Segment Start: Data for processing

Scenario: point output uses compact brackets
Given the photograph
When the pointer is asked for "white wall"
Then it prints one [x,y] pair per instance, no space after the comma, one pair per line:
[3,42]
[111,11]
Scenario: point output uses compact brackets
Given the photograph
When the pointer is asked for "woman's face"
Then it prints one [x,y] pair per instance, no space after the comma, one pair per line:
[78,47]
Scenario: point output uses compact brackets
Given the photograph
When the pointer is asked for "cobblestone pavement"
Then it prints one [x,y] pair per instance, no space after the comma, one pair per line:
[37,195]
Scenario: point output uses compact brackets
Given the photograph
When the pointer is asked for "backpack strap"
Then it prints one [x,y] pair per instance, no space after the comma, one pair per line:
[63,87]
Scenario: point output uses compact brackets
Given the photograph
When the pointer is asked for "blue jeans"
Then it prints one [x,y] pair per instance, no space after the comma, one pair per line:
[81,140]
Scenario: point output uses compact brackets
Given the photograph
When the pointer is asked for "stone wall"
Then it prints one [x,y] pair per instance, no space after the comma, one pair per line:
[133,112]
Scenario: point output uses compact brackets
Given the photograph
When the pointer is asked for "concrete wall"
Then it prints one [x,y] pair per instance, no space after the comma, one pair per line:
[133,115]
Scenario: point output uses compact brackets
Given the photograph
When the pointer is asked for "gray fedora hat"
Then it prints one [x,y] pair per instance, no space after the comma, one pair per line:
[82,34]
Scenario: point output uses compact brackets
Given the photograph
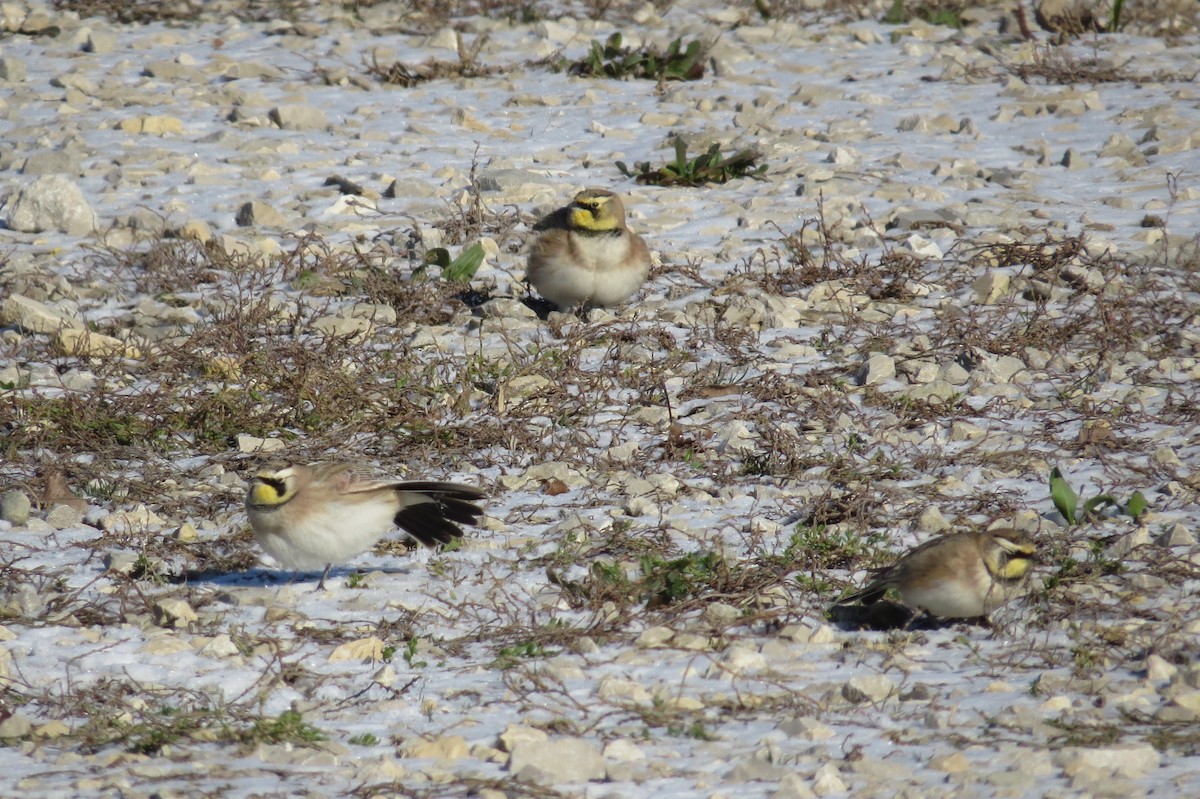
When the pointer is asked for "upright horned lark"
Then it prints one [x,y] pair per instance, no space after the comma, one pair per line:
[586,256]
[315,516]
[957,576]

Segment End: Data for processing
Segment Start: Data for processing

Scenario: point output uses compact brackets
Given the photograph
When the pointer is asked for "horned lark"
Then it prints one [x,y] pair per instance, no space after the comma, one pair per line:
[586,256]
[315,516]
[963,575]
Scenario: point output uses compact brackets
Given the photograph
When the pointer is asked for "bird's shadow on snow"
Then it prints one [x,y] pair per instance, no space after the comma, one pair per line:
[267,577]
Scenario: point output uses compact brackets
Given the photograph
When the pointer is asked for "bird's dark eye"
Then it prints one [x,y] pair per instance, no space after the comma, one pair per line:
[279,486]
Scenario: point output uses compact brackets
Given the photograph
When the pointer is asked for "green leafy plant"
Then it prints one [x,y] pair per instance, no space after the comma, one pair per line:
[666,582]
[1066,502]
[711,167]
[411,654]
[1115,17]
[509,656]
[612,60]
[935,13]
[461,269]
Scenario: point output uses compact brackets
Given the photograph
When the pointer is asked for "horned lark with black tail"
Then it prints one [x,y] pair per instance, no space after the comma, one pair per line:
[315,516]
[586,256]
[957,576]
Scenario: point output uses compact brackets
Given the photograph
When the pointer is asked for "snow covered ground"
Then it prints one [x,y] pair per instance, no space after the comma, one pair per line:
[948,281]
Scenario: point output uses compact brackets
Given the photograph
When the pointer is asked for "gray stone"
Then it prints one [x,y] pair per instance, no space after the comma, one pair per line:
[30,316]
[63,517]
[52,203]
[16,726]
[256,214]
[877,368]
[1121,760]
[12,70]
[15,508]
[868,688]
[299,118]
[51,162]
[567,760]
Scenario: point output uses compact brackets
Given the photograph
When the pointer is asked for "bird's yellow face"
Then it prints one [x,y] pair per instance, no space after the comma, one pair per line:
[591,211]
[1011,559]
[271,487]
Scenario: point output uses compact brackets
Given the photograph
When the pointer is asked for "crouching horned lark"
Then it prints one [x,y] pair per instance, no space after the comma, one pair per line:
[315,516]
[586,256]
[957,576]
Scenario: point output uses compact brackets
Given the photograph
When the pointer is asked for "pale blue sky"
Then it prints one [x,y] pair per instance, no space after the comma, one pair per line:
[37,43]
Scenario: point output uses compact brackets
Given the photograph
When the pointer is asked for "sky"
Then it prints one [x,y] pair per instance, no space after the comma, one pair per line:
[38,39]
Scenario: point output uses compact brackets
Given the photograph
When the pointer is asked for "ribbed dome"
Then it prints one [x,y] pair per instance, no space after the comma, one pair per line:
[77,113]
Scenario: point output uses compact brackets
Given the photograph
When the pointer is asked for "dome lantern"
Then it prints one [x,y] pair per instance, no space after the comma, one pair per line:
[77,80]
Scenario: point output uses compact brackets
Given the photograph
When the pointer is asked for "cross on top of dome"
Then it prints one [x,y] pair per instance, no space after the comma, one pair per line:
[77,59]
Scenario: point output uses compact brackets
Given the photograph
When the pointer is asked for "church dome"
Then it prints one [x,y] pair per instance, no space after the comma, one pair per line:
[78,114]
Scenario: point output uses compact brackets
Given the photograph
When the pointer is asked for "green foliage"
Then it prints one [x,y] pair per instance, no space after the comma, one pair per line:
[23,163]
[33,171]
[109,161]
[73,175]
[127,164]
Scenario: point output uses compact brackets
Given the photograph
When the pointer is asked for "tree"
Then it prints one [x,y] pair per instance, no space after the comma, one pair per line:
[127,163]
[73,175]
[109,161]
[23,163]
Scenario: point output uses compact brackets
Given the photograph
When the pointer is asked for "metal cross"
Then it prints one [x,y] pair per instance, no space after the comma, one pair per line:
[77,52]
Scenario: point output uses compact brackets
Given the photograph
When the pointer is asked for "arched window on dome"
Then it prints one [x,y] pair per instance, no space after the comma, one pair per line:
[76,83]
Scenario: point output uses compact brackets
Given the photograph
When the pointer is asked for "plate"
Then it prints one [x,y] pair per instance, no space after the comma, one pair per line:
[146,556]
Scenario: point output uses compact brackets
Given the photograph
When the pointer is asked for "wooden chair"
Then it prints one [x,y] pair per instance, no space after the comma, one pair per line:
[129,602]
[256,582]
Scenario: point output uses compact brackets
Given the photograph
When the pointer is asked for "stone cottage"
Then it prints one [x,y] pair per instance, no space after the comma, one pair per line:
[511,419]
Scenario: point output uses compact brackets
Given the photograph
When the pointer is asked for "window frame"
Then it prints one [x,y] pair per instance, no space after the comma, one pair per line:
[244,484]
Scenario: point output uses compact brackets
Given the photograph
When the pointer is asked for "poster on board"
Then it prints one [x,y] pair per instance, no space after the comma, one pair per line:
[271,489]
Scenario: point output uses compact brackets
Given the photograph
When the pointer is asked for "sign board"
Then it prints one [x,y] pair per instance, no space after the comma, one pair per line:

Segment End: Data for processing

● Problem statement
Every line that contains the string "green" should be copied from the records.

● Output for this exercise
When the pointer is asked for "green leafy plant"
When the pointer is asked for "green foliage"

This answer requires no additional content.